Stated task a:
Print the Blynk handler code below in full, without changing anything.

Passage to read:
--------

BLYNK_WRITE(BLYNK_PIN_FIRE_TEST)   //Fire Alarm Test, make it a ON/OFF switch, not pushbutton
{
  testFireAlarm = param.asInt();

  Serial.println("Fire Alarm Test is: " + String(testFireAlarm ? "ON" : "OFF"));
}

BLYNK_WRITE(BLYNK_PIN_SMOKE_TEST)   //Alarm Test, make it a ON/OFF switch, not pushbutton
{
  testSmokeAlarm = param.asInt();

  Serial.println("Smoke Alarm Test is: " + String(testSmokeAlarm ? "ON" : "OFF"));
}

BLYNK_WRITE(BLYNK_PIN_BUZZER_CONTROL)   //BuzzerEnable, make it a pushbutton to be safe
{
  buzzerEnable = param.asInt();

  Serial.println("BuzzerEnable is: " + String(buzzerEnable ? "ON" : "OFF"));
}

BLYNK_WRITE(BLYNK_PIN_GAS_HIGH_VALUE)   // SLIDER to test Gas HIGH Value Alarm, only effective when BLYNK_PIN_GAS_TEST_ENABLE is ON
{
  GAS_HIGH_ALARM_TEST = param.asInt();

  Serial.println("GAS_HIGH_ALARM_TEST Level is: " + String(GAS_HIGH_ALARM));
}

BLYNK_WRITE(BLYNK_PIN_GAS_WARN_VALUE)   // SLIDER to test Gas WARN Value Alarm, only effective when BLYNK_PIN_GAS_TEST_ENABLE is ON
{
  GAS_HIGH_WARNING_TEST = param.asInt();

  Serial.println("GAS_HIGH_WARNING_TEST Level is: " + String(GAS_HIGH_WARNING));
}

BLYNK_WRITE(BLYNK_PIN_GAS_TEST_ENABLE)   // Gas Level Alarm / Warning changing Enable, make it a pushbutton to be safe
{
  gasAlarmLevelChangeEnable = param.asInt();

  if (gasAlarmLevelChangeEnable)

--------

Source records:
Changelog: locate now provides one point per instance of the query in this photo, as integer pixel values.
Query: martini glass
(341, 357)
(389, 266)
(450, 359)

--------

Stated task b:
Return every one of the rows above under Source records, word for word.

Expected answer a:
BLYNK_WRITE(BLYNK_PIN_FIRE_TEST)   //Fire Alarm Test, make it a ON/OFF switch, not pushbutton
{
  testFireAlarm = param.asInt();

  Serial.println("Fire Alarm Test is: " + String(testFireAlarm ? "ON" : "OFF"));
}

BLYNK_WRITE(BLYNK_PIN_SMOKE_TEST)   //Alarm Test, make it a ON/OFF switch, not pushbutton
{
  testSmokeAlarm = param.asInt();

  Serial.println("Smoke Alarm Test is: " + String(testSmokeAlarm ? "ON" : "OFF"));
}

BLYNK_WRITE(BLYNK_PIN_BUZZER_CONTROL)   //BuzzerEnable, make it a pushbutton to be safe
{
  buzzerEnable = param.asInt();

  Serial.println("BuzzerEnable is: " + String(buzzerEnable ? "ON" : "OFF"));
}

BLYNK_WRITE(BLYNK_PIN_GAS_HIGH_VALUE)   // SLIDER to test Gas HIGH Value Alarm, only effective when BLYNK_PIN_GAS_TEST_ENABLE is ON
{
  GAS_HIGH_ALARM_TEST = param.asInt();

  Serial.println("GAS_HIGH_ALARM_TEST Level is: " + String(GAS_HIGH_ALARM));
}

BLYNK_WRITE(BLYNK_PIN_GAS_WARN_VALUE)   // SLIDER to test Gas WARN Value Alarm, only effective when BLYNK_PIN_GAS_TEST_ENABLE is ON
{
  GAS_HIGH_WARNING_TEST = param.asInt();

  Serial.println("GAS_HIGH_WARNING_TEST Level is: " + String(GAS_HIGH_WARNING));
}

BLYNK_WRITE(BLYNK_PIN_GAS_TEST_ENABLE)   // Gas Level Alarm / Warning changing Enable, make it a pushbutton to be safe
{
  gasAlarmLevelChangeEnable = param.asInt();

  if (gasAlarmLevelChangeEnable)

Expected answer b:
Changelog: locate now provides one point per instance of the query in this photo, as integer pixel values.
Query: martini glass
(341, 357)
(389, 266)
(450, 359)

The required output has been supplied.